:: Records for processing ::
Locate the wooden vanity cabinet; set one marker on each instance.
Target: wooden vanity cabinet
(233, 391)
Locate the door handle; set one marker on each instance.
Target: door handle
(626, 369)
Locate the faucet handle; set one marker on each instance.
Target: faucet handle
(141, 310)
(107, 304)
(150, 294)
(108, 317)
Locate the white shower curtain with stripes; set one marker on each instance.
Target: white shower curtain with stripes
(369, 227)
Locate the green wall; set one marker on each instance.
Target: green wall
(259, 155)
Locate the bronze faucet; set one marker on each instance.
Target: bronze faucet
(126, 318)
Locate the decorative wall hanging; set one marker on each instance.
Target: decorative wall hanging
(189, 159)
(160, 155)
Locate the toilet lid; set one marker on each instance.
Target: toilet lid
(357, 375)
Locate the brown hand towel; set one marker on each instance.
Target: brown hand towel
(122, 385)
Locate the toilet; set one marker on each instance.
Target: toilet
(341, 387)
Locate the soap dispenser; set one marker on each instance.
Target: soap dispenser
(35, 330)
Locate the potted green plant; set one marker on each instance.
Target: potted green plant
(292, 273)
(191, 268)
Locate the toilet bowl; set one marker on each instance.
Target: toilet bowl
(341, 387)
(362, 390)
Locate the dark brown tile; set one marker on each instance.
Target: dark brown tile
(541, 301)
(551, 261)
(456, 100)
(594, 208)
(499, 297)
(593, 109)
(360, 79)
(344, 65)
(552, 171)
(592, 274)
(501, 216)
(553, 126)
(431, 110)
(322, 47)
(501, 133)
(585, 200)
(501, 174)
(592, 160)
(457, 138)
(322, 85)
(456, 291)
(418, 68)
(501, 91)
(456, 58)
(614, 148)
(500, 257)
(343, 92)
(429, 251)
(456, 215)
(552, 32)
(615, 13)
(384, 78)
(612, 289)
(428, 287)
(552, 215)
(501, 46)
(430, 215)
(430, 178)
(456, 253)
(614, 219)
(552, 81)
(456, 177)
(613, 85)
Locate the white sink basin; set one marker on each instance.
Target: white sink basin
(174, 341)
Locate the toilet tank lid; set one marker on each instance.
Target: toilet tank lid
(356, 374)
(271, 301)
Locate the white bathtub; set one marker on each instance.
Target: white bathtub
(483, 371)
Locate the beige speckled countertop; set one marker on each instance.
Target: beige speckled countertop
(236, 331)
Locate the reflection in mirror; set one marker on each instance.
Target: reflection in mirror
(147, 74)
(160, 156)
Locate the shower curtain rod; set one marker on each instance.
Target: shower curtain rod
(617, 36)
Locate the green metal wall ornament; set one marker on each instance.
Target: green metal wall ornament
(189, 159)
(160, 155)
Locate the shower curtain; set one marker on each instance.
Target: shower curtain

...

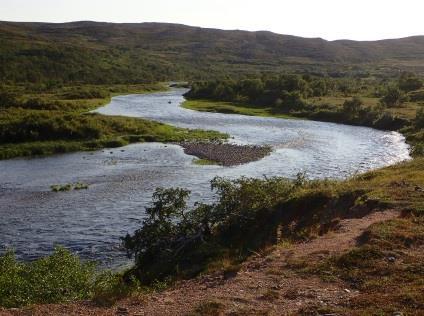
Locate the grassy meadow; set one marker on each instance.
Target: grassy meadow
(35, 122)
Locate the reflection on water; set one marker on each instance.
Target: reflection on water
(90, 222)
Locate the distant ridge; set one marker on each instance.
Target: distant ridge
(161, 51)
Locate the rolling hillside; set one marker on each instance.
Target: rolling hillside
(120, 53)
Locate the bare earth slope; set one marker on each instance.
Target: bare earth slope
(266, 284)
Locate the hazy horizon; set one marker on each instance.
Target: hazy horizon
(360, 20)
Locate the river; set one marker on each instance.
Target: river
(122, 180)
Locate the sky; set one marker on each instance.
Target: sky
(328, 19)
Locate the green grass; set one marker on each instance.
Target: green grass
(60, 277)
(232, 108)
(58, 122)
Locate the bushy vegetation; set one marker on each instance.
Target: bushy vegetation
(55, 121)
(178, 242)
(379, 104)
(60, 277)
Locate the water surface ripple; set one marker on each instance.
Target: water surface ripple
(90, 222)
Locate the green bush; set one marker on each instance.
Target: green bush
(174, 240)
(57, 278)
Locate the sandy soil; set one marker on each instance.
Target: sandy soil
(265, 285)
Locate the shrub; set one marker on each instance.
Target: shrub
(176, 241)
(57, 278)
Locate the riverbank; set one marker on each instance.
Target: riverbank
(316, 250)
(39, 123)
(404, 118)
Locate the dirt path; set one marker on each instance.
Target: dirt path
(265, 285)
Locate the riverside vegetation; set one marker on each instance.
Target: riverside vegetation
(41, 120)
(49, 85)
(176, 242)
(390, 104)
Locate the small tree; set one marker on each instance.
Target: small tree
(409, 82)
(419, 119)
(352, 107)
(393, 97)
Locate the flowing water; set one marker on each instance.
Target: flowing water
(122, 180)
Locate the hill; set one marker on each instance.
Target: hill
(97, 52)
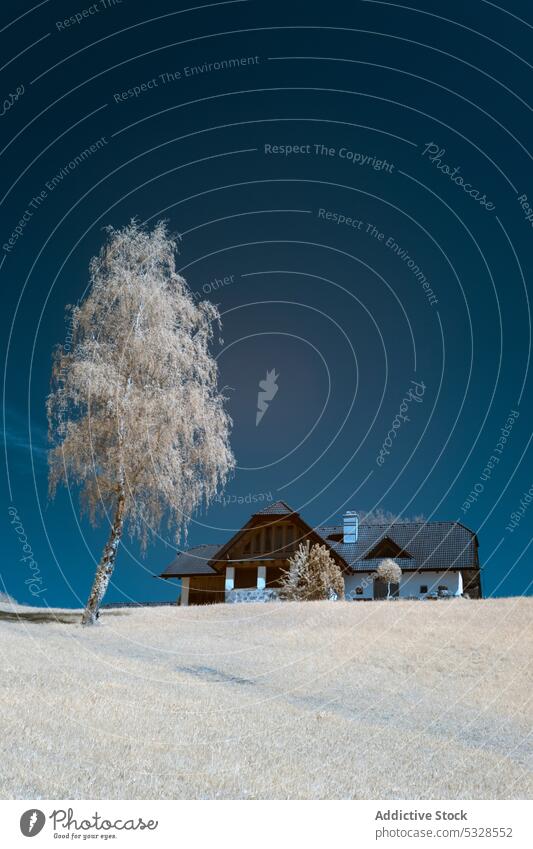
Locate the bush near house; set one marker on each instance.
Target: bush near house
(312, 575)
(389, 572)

:: Given exercise ::
Please count the lines in the data above that contain the string "faucet", and reply with that number alone.

:: Final result ::
4